24 décembre 1949 Marche de milliers d’Ivoiriennes à Grand Bassam

vendredi 11 août 2023.
 

Fin 1949, des milliers d’Ivoiriennes se réunissent à Grand-Bassam pour exiger la libération de prisonniers politiques, cadres et militants d’un parti anticolonial. Marie Koré fait partie des meneuses de ce mouvement sans précédent au sein de l’empire colonial français.

« N’ayez« N’ayez pas peur ! », lance Marie Koré à ses camarades ce 24 décembre 1949. Avec elle, au moins deux mille, peut-être même quatre mille femmes sont réunies dans la petite ville de Grand-Bassam. C’est du jamais-vu dans cette colonie française qu’est la Côte d’Ivoire.

De diverses origines géographiques et sociales, elles sont vaillantes et déterminées. Certaines sont là depuis deux jours, venues à pied depuis Abidjan, à 40 kilomètres de marche. Ce qu’elles veulent : la libération de détenus politiques incarcérés à la prison de Grand-Bassam. Sans le savoir, elles sont en train de réaliser « la première manifestation de masse de femmes ouest-africaines contre la domination coloniale française », selon les mots de l’historienne Elizabeth Jacob.

Marie Koré, née Marie Zogbo Gallo, fait partie des meneuses. Elle a un peu moins de 40 ans et c’est une « femme admirable de bravoure et d’intelligence » à qui il ne manque « que l’instruction », explique l’historienne Henriette Diabaté dans son livre, La Marche des femmes sur Grand-Bassam (Les Nouvelles Éditions africaines, 1975). Originaire d’un village de l’ouest, Gokra, elle vit à Treichville, une commune d’Abidjan, où elle milite activement au sein du Parti démocratique de Côte d’Ivoire (PDCI), créé en 1946. Le PDCI est affilié au Rassemblement démocratique africain (RDA), une fédération de partis africains anticoloniaux alors alliée au Parti communiste français (PCF).

Illustration 1Agrandir l’image : Illustration 1 © Illustration Simon Toupet pour Mediapart Cela fait plus de dix mois que son mari, René Séry-Koré, est emprisonné à Grand-Bassam avec sept autres dirigeants du PDCI, Mathieu Ekra, Jean-Baptiste Mockey, Bernard Dadié, Lamad Camara, Albert Paraiso, Jacob Williams et Philippe Vieyra, et plusieurs dizaines de militants.

Ils sont détenus sans jugement, et sous divers motifs, après des incidents meurtriers survenus le 6 février à Treichville et orchestrés par l’administration coloniale. Les responsables du PDCI savent que l’affaire est purement politique : l’influence grandissante de leur parti inquiète les autorités françaises qui ont entrepris, sous la houlette du gouverneur de la colonie, le socialiste Laurent Péchoux, de le détruire.

[DONNÉES AFFICHÉES]
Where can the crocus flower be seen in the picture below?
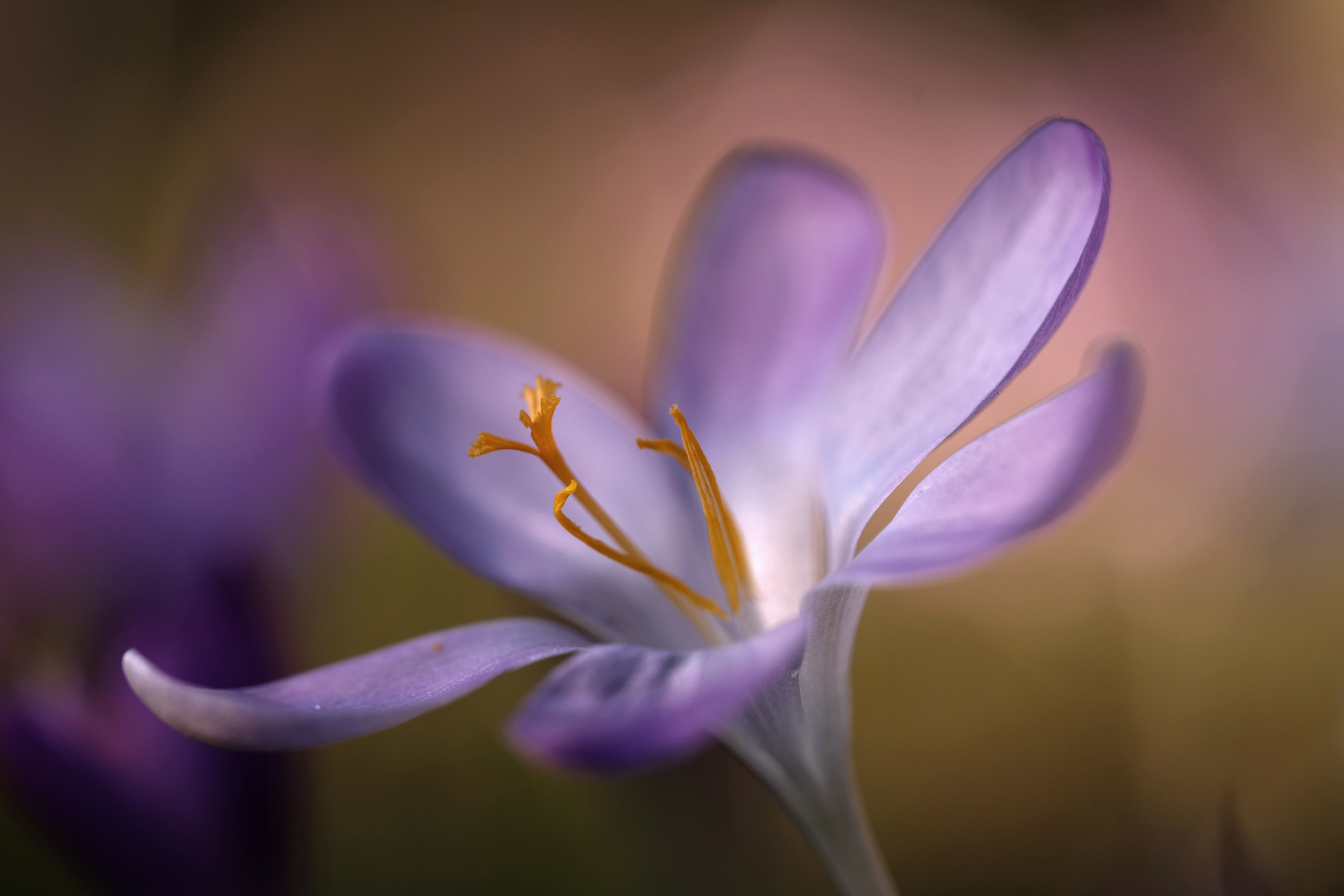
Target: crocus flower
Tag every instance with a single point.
(149, 477)
(713, 553)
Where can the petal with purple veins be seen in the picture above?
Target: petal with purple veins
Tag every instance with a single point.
(1011, 481)
(620, 709)
(979, 305)
(353, 698)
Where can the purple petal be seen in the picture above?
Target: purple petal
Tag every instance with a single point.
(619, 709)
(407, 406)
(355, 696)
(134, 802)
(238, 455)
(990, 292)
(1010, 481)
(777, 265)
(69, 485)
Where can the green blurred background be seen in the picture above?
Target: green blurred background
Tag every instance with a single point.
(1066, 720)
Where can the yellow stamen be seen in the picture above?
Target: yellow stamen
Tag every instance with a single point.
(639, 564)
(538, 418)
(665, 446)
(487, 442)
(730, 557)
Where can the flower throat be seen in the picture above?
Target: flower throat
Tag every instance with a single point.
(730, 557)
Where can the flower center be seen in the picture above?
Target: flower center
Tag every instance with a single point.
(726, 547)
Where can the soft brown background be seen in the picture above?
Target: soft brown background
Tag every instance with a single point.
(1066, 720)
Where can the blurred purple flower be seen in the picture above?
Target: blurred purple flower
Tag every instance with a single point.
(745, 635)
(149, 481)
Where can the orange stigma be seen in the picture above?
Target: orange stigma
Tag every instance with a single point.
(730, 558)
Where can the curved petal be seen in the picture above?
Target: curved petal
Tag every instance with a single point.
(619, 709)
(355, 696)
(979, 305)
(403, 409)
(1010, 481)
(776, 266)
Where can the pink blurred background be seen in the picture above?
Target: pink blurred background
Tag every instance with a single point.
(1068, 720)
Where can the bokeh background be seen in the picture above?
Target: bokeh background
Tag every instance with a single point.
(1070, 719)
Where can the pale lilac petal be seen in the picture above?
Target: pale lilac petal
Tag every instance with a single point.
(619, 709)
(355, 696)
(403, 409)
(1010, 481)
(975, 310)
(71, 486)
(777, 264)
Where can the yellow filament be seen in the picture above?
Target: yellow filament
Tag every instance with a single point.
(639, 564)
(665, 446)
(730, 557)
(538, 418)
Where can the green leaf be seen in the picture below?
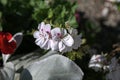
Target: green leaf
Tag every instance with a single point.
(4, 2)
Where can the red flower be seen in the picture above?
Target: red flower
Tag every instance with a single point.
(7, 46)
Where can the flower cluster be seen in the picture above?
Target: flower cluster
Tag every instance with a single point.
(58, 39)
(98, 62)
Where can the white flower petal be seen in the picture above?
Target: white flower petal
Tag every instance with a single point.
(40, 41)
(47, 27)
(54, 45)
(36, 34)
(5, 57)
(46, 44)
(77, 41)
(68, 40)
(61, 46)
(41, 26)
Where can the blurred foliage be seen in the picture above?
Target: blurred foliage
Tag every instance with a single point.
(25, 15)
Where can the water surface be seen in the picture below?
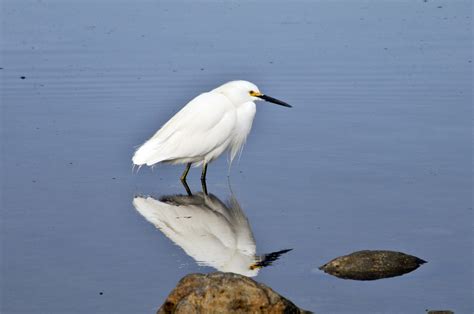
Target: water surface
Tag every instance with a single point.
(375, 154)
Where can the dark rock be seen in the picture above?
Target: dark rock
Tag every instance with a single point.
(372, 265)
(225, 293)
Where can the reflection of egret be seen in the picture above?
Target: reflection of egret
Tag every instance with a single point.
(208, 125)
(211, 232)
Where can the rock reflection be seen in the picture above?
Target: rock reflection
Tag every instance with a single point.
(211, 232)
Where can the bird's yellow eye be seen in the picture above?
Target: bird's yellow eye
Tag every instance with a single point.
(254, 94)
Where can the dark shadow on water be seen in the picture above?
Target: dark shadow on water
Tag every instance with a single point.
(212, 232)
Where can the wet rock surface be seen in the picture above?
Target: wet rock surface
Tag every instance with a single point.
(225, 293)
(372, 265)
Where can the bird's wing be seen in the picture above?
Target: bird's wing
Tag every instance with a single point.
(202, 233)
(203, 125)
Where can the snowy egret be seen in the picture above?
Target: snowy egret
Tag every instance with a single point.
(207, 126)
(211, 232)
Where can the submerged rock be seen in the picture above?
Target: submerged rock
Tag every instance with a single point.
(225, 293)
(372, 265)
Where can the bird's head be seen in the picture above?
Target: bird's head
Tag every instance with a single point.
(240, 92)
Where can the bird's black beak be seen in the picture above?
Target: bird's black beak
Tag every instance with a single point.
(274, 100)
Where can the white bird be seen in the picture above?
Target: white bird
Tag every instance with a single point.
(207, 126)
(211, 232)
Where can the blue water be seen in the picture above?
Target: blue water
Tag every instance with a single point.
(376, 152)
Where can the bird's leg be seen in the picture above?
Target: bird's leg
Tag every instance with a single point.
(183, 179)
(185, 173)
(203, 179)
(186, 187)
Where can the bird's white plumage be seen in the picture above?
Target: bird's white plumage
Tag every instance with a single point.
(212, 233)
(208, 125)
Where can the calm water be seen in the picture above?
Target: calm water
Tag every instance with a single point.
(375, 154)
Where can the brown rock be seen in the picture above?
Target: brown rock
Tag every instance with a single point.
(225, 293)
(372, 265)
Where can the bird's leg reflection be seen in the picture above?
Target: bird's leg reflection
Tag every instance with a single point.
(186, 187)
(185, 173)
(204, 187)
(212, 232)
(203, 179)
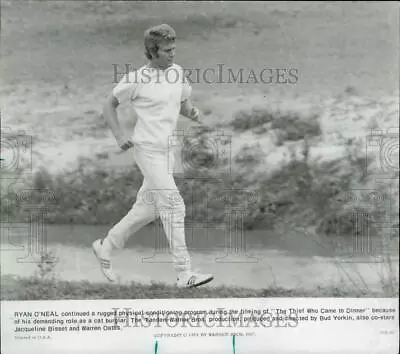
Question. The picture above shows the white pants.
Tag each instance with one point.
(157, 197)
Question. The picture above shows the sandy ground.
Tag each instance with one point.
(57, 69)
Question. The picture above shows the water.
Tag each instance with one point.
(267, 259)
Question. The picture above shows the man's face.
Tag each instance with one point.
(166, 55)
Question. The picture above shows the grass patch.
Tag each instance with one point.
(19, 289)
(244, 120)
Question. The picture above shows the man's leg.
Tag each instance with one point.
(141, 213)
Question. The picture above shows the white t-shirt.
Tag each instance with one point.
(156, 97)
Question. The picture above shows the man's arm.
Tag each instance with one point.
(190, 111)
(111, 116)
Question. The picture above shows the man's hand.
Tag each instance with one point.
(124, 143)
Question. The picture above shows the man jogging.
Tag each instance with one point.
(158, 93)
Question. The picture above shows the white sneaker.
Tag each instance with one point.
(105, 260)
(192, 279)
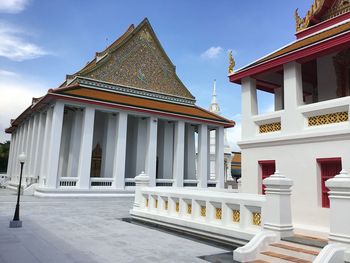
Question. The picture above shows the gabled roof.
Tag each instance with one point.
(330, 38)
(135, 59)
(111, 99)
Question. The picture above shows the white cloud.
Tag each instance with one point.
(6, 73)
(13, 6)
(16, 96)
(14, 47)
(211, 53)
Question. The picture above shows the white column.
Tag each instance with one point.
(54, 144)
(39, 144)
(11, 155)
(219, 157)
(190, 153)
(278, 99)
(120, 151)
(26, 147)
(33, 143)
(45, 150)
(86, 148)
(19, 149)
(339, 196)
(151, 152)
(249, 107)
(277, 213)
(74, 146)
(202, 156)
(179, 154)
(292, 120)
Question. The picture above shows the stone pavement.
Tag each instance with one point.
(86, 230)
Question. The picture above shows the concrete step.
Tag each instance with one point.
(307, 240)
(288, 252)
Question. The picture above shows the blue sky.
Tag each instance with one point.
(42, 41)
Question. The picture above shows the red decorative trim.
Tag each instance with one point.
(323, 160)
(308, 52)
(322, 25)
(266, 162)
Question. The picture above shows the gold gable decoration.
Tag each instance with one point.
(328, 11)
(137, 61)
(305, 22)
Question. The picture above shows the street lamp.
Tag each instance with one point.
(16, 222)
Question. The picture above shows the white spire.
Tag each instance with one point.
(214, 106)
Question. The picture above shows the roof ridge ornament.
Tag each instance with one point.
(232, 62)
(305, 22)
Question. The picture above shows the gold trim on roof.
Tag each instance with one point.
(314, 15)
(232, 62)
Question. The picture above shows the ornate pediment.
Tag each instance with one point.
(138, 61)
(321, 10)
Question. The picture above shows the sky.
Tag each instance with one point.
(41, 41)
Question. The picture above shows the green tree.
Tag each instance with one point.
(4, 155)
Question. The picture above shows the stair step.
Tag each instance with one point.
(307, 240)
(295, 249)
(285, 257)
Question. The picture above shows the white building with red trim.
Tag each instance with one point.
(307, 136)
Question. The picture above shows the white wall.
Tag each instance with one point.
(298, 162)
(326, 78)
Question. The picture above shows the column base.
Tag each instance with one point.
(15, 224)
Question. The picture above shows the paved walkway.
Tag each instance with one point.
(84, 230)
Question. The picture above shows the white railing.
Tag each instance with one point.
(129, 182)
(237, 216)
(212, 183)
(101, 182)
(68, 181)
(190, 183)
(164, 182)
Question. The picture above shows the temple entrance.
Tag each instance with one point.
(96, 160)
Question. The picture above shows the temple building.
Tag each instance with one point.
(215, 108)
(124, 113)
(307, 136)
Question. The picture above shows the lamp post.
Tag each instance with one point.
(16, 222)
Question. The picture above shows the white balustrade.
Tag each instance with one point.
(96, 182)
(68, 181)
(190, 183)
(219, 214)
(129, 182)
(164, 182)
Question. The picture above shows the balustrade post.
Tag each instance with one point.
(239, 185)
(277, 213)
(339, 196)
(142, 180)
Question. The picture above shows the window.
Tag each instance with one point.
(329, 167)
(267, 168)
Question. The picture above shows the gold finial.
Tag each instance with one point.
(232, 62)
(298, 20)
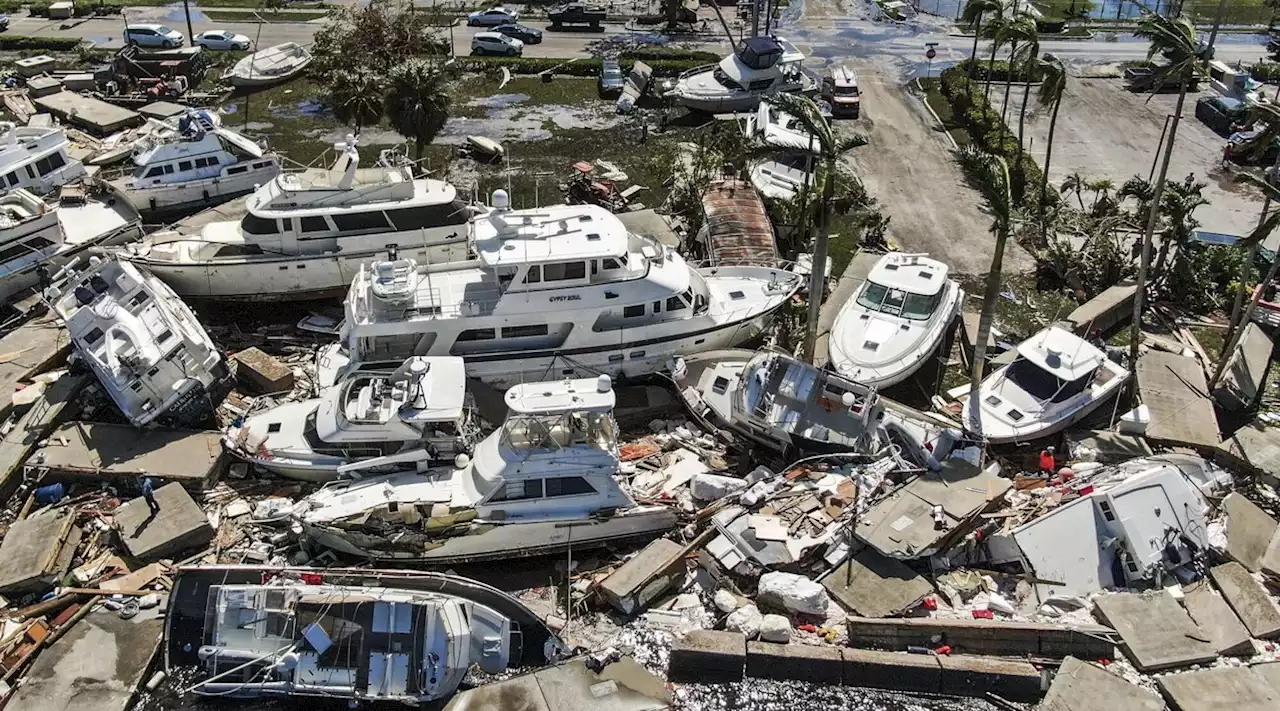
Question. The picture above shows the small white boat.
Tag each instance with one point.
(374, 420)
(270, 65)
(144, 343)
(897, 319)
(1056, 381)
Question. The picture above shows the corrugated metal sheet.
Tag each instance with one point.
(737, 228)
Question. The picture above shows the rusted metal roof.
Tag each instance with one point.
(737, 228)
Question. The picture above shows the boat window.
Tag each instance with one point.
(478, 335)
(255, 224)
(314, 223)
(517, 491)
(567, 486)
(524, 331)
(355, 222)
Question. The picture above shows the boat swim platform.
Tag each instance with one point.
(95, 451)
(92, 114)
(737, 229)
(504, 542)
(1175, 391)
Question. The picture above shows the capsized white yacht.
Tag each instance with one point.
(794, 408)
(39, 237)
(899, 318)
(1056, 381)
(36, 159)
(553, 292)
(192, 162)
(548, 469)
(146, 347)
(307, 235)
(760, 65)
(407, 418)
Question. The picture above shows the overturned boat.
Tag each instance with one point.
(259, 632)
(145, 346)
(896, 322)
(794, 408)
(374, 422)
(1056, 381)
(539, 484)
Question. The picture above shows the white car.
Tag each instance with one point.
(152, 36)
(492, 17)
(493, 42)
(222, 40)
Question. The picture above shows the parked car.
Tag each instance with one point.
(1221, 113)
(528, 35)
(611, 78)
(152, 36)
(492, 17)
(493, 42)
(222, 40)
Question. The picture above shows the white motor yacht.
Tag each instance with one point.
(419, 413)
(553, 461)
(39, 237)
(760, 65)
(897, 319)
(1056, 381)
(36, 159)
(192, 162)
(146, 347)
(306, 236)
(553, 292)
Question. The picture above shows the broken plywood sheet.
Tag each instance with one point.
(1156, 632)
(873, 586)
(1176, 393)
(903, 525)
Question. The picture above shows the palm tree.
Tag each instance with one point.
(357, 95)
(1052, 86)
(1176, 40)
(417, 101)
(1269, 224)
(990, 177)
(972, 17)
(827, 149)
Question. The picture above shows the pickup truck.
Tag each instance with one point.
(576, 13)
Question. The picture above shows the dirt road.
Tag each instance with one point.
(909, 168)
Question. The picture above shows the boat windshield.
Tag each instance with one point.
(1042, 384)
(887, 300)
(529, 433)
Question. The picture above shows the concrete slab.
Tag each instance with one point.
(1249, 532)
(1105, 311)
(799, 662)
(873, 586)
(179, 525)
(1079, 686)
(1156, 632)
(983, 637)
(705, 655)
(892, 670)
(1176, 392)
(1217, 689)
(37, 551)
(118, 451)
(1211, 612)
(969, 675)
(1248, 598)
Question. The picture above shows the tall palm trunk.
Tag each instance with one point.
(1144, 260)
(1048, 155)
(988, 315)
(818, 278)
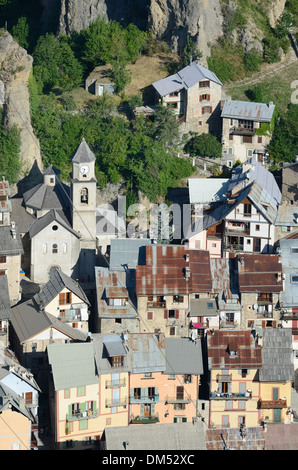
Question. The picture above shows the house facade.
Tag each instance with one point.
(234, 359)
(194, 93)
(164, 285)
(246, 130)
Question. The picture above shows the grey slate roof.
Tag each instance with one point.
(43, 196)
(206, 190)
(146, 352)
(289, 296)
(51, 216)
(4, 299)
(73, 365)
(128, 253)
(83, 154)
(251, 171)
(58, 281)
(183, 356)
(247, 110)
(27, 321)
(277, 363)
(185, 78)
(176, 437)
(10, 246)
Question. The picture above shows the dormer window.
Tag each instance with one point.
(84, 196)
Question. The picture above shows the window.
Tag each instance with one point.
(64, 298)
(84, 196)
(117, 361)
(206, 109)
(81, 391)
(205, 97)
(247, 210)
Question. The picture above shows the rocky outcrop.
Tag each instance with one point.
(15, 69)
(174, 20)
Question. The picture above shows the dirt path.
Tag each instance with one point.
(266, 71)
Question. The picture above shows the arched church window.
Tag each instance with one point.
(84, 196)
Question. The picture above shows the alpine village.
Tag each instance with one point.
(148, 225)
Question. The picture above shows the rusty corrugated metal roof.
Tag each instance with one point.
(221, 343)
(173, 269)
(259, 273)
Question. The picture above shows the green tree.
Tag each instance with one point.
(10, 144)
(204, 145)
(20, 32)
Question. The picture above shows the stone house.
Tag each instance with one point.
(19, 404)
(194, 93)
(243, 223)
(31, 331)
(289, 183)
(246, 130)
(171, 276)
(260, 285)
(65, 299)
(234, 360)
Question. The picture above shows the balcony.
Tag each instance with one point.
(82, 415)
(115, 383)
(156, 304)
(146, 399)
(231, 396)
(116, 402)
(174, 400)
(242, 131)
(144, 419)
(271, 404)
(224, 378)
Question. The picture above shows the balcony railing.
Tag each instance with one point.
(82, 415)
(116, 402)
(224, 378)
(115, 383)
(156, 304)
(144, 419)
(173, 400)
(271, 404)
(146, 399)
(231, 396)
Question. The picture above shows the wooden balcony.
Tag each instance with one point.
(231, 396)
(174, 400)
(144, 419)
(115, 383)
(82, 415)
(271, 404)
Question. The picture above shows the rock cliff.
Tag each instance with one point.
(14, 74)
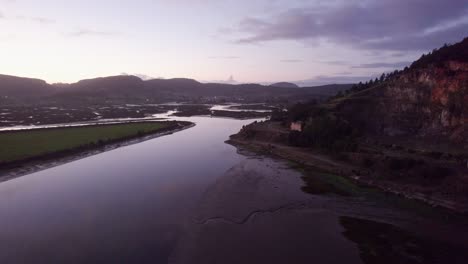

[ÉNONCÉ A]
Les affirmations suivantes concordent-elles avec le texte sur la marche des femmes à Grand-Bassam ? Pour chacune, répondez par oui ou non en citant à l’identique les mots du texte qui tranchent.
(i) Certaines manifestantes ont parcouru à pied les 40 kilomètres qui séparent Abidjan de Grand-Bassam.
(ii) Le PDCI a été fondé en 1949.
(iii) Les dirigeants du PDCI emprisonnés à Grand-Bassam avaient été jugés.
[ÉNONCÉ B] Donnez la suite du texte sur la marche des femmes à Grand-Bassam.

[RÉPONSE A]
(i) Oui : « venues à pied depuis Abidjan, à 40 kilomètres de marche ».
(ii) Non : « Parti démocratique de Côte d’Ivoire (PDCI), créé en 1946 ».
(iii) Non : « Ils sont détenus sans jugement ».

[RÉPONSE B]
Au fil des mois, les prisonniers de Grand-Bassam ont vu leurs demandes de mise en liberté provisoire refusées les unes après les autres. Les appels lancés en métropole par des députés communistes, dénonçant des « détentions arbitraires », n’ont rien donné. De son côté, le PDCI a lancé mi-décembre, sur l’idée de l’une de ses cadres, un boycott des produits européens importés qui a été très suivi. Au même moment, ses huit dirigeants emprisonnés ont entamé une grève de la faim. Mais les autorités coloniales restent inflexibles.

Le 20 décembre, les épouses des « Huit » ont rédigé un courrier à l’attention du gouverneur Péchoux. « Huit hommes sont en train de mourir dans une prison, telle est la vérité toute crue. Au nom de nos enfants, et en notre nom, nous venons, M. le Gouverneur, vous mettre devant vos responsabilités », ont-elles écrit. Le 21 décembre, cinq cents femmes se retrouvent avec elles au palais du gouverneur, à Abidjan, pour lui remettre cette lettre. L’intéressé n’est pas là. Son secrétaire général explique que seul le procureur de la République peut faire accélérer la procédure judiciaire.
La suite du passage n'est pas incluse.